#### [Activity]
Return the data below in full. Keep each character unchanged.

(Collected data entries)
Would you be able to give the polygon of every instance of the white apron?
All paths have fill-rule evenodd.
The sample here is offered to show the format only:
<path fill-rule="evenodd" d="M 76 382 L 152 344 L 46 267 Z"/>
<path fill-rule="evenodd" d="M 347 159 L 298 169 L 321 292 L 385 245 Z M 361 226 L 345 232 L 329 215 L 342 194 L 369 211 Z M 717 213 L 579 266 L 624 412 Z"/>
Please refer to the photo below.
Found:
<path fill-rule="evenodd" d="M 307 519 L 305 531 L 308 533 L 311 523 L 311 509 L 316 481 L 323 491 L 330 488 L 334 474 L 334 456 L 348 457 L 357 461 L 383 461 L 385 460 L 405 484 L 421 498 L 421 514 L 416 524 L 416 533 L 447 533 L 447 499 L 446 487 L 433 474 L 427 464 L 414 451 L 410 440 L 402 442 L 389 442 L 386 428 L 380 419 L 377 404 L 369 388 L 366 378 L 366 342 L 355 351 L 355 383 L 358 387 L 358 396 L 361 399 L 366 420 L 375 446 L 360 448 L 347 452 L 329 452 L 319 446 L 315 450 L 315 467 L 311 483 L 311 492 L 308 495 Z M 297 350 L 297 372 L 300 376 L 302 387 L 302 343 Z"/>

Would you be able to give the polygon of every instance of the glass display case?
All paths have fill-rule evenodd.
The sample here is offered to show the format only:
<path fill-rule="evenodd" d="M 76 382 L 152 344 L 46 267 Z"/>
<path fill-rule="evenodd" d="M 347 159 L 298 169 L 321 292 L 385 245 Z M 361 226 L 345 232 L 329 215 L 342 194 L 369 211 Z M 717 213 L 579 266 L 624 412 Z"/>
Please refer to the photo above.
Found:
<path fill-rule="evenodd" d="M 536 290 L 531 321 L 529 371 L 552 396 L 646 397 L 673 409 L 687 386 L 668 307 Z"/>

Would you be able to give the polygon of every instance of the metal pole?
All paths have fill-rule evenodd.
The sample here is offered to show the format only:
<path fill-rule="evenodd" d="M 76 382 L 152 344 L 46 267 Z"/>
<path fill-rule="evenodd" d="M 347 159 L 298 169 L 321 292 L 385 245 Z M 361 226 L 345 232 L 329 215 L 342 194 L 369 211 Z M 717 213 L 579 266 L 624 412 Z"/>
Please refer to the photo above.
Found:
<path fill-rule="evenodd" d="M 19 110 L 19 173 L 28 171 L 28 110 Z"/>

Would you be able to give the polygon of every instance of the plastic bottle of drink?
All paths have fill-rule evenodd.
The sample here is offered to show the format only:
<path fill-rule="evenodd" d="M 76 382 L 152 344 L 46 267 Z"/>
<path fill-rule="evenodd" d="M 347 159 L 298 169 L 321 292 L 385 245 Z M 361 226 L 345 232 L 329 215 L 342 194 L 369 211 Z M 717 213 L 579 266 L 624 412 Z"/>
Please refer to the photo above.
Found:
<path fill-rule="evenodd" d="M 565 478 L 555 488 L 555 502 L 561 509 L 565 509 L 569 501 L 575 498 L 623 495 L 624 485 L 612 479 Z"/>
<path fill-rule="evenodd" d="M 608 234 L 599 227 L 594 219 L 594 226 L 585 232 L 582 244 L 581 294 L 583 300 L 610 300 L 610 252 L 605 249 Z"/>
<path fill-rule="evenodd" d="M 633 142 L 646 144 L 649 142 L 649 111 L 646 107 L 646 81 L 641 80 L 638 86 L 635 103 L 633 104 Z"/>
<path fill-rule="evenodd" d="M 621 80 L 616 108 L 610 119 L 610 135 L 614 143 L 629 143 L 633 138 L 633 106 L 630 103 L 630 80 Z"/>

#### [Your response]
Would you be able to give the polygon of every instance of the white apron?
All paths have fill-rule evenodd.
The sample here is offered to show the format only:
<path fill-rule="evenodd" d="M 76 382 L 152 344 L 46 267 Z"/>
<path fill-rule="evenodd" d="M 347 159 L 298 169 L 321 292 L 385 245 Z M 361 226 L 345 232 L 329 215 L 342 194 L 369 211 Z M 717 213 L 579 266 L 624 412 Z"/>
Please refer to the photo below.
Found:
<path fill-rule="evenodd" d="M 307 519 L 305 531 L 308 533 L 311 523 L 311 509 L 316 481 L 323 491 L 330 488 L 334 474 L 334 456 L 348 457 L 357 461 L 383 461 L 385 460 L 405 484 L 421 498 L 421 514 L 416 524 L 416 533 L 447 533 L 447 499 L 446 487 L 433 474 L 427 464 L 414 451 L 410 440 L 402 442 L 389 442 L 386 428 L 380 419 L 377 404 L 369 388 L 366 378 L 366 342 L 355 351 L 355 383 L 358 387 L 358 396 L 361 399 L 366 420 L 375 446 L 360 448 L 347 452 L 329 452 L 319 446 L 315 450 L 315 467 L 311 483 L 311 492 L 308 495 Z M 297 350 L 297 372 L 300 376 L 302 387 L 302 343 Z"/>

Would you be able to give the polygon of every instance of the glass display case?
All paths have fill-rule evenodd.
The sample here is offered to show the format only:
<path fill-rule="evenodd" d="M 76 382 L 152 344 L 46 267 Z"/>
<path fill-rule="evenodd" d="M 347 159 L 298 169 L 321 292 L 385 245 Z M 361 226 L 345 232 L 329 215 L 342 194 L 369 211 Z M 717 213 L 579 266 L 624 412 Z"/>
Please refer to the photo above.
Found:
<path fill-rule="evenodd" d="M 536 290 L 531 321 L 529 371 L 552 396 L 646 397 L 673 409 L 687 386 L 668 307 Z"/>

Would you be able to give the polygon of every instance of the metal pole?
All paths have fill-rule evenodd.
The sample here is offered to show the format only:
<path fill-rule="evenodd" d="M 76 382 L 152 344 L 46 267 Z"/>
<path fill-rule="evenodd" d="M 347 159 L 298 169 L 321 292 L 385 245 Z M 361 226 L 345 232 L 329 215 L 342 194 L 369 211 Z M 717 213 L 579 266 L 624 412 Z"/>
Please refer to the photo above.
Found:
<path fill-rule="evenodd" d="M 19 110 L 19 173 L 28 171 L 28 110 Z"/>

Would you be able to give the polygon of every instance of the plastic bottle of drink?
All paths have fill-rule evenodd.
The sample here is offered to show the format only:
<path fill-rule="evenodd" d="M 76 382 L 152 344 L 46 267 Z"/>
<path fill-rule="evenodd" d="M 347 159 L 298 169 L 321 292 L 385 245 Z M 361 226 L 345 232 L 329 215 L 342 194 L 369 211 Z M 717 213 L 579 266 L 624 412 Z"/>
Please refer to the photo above.
Found:
<path fill-rule="evenodd" d="M 565 478 L 555 488 L 555 502 L 561 509 L 565 509 L 569 501 L 575 498 L 623 495 L 624 485 L 612 479 Z"/>
<path fill-rule="evenodd" d="M 608 234 L 599 227 L 594 219 L 594 226 L 585 232 L 582 244 L 581 294 L 583 300 L 610 300 L 610 252 L 605 249 Z"/>
<path fill-rule="evenodd" d="M 633 142 L 646 144 L 649 142 L 649 111 L 646 107 L 646 81 L 641 80 L 638 86 L 635 103 L 633 104 Z"/>
<path fill-rule="evenodd" d="M 621 80 L 616 108 L 610 119 L 610 135 L 614 143 L 629 143 L 633 138 L 633 106 L 630 103 L 630 80 Z"/>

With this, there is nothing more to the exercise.